-- TEXTO FUENTE --
Por Roxana González
Antes de ser vino pasaron tantas cosas…
Las manos del hombre, de la mujer y del niño acariciaron los racimos y crearon el camino para la divina metamorfosis.
Por eso, el viñatero es un creador. Sus nobles tareas son parte de esa génesis que hará llover vino sobre la tierra.
De norte a sur y de este a oeste, los trabajadores de la viña ofrecen toda su sabiduría, la que heredaron de otros artesanos y que acaso han de querer legar.
No es posible pensar la mágica bebida sin elogiar a sus hacedores. Por eso vaya nuestro homenaje para la familia viñatera que con su entrega hace posible esa sublime creación llamada vino.
Antes de ser vino sucedieron infinitos milagros…
La vid es la primera maquinaria natural que hace posible el vino. La química entra en juego. Síntesis, absorción, intercambios y equilibrio anuncian que esa cepa sabrá cuánto sol ha de tomar, cuánta agua beber para permitir la quimera final, el delicioso néctar.
Aún así y más allá de la sabiduría natural otros protagonistas encarnan la obra creadora.
Porque cuando la uva empieza a teñirse de color y en los labios regala el primer dulzor, es el viñatero quien se permite saborearla para advertir el grado de azúcar, percibir cierta acidez y deleitarse con el zumo que desparrama en la boca todos sus aromas, confirmando que llegó el momento de que ese racimo pase a mejor vida.
Se sabe que la historia de la vid y el vino guardó misterios que el ser humano fue develando de la mano de la ciencia. Durante mucho tiempo la fermentación del mosto careció de explicación científica y fue considerada “obra de Dios”. Pero hacia el siglo XVII el proceso de elaboración del vino fue objeto de investigaciones culminando en los decisivos descubrimientos de Louis Pasteur considerado el padre de la enología moderna.
Antes de ser vino hubo entrega, sudor, sufrimiento…
Lo primero será la poda cuando ha llegado el otoño. Cortar sin herir es la consigna. Hay que preparar la viña para el momento de la fecundación.

-- EJERCICIO --
Reproduce sin cambios el pasaje del texto sobre el vino que comienza con "De norte a sur" y continúa hasta "de querer legar.", incluidas ambas partes. Las entradas que aparecen a continuación provienen de otra fuente, distinta del texto sobre el vino.

-- ENTRADAS DE DATOS --
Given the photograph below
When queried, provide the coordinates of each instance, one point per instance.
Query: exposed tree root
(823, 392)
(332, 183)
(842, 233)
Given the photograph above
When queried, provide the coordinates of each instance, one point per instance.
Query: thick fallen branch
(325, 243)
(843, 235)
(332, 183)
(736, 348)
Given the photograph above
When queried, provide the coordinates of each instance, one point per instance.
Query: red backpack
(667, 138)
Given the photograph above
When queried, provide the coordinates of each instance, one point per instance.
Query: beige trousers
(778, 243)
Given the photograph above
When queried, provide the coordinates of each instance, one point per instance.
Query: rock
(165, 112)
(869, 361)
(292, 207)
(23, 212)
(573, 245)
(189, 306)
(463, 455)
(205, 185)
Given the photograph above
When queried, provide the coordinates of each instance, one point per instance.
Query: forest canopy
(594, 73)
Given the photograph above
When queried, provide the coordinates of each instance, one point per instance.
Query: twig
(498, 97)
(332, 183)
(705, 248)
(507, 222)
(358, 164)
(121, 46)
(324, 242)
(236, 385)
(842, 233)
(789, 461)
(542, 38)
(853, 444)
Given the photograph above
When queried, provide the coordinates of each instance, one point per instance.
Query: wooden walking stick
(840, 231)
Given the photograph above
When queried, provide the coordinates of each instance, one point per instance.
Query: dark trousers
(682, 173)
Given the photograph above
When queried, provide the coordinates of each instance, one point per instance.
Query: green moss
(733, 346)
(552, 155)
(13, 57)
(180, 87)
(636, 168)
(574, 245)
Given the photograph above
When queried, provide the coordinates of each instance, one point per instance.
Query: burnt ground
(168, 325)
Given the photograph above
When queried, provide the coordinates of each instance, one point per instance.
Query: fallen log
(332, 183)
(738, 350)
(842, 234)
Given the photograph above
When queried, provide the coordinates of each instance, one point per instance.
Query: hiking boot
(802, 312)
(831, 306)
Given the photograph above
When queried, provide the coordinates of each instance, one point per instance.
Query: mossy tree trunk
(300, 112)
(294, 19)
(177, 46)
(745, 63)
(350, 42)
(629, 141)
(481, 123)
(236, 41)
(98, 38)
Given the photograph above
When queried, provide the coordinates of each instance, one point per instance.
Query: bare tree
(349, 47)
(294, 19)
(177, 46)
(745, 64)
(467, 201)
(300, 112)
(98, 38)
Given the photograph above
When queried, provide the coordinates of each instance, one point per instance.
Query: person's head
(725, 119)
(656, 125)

-- RESPUESTA --
De norte a sur y de este a oeste, los trabajadores de la viña ofrecen toda su sabiduría, la que heredaron de otros artesanos y que acaso han de querer legar.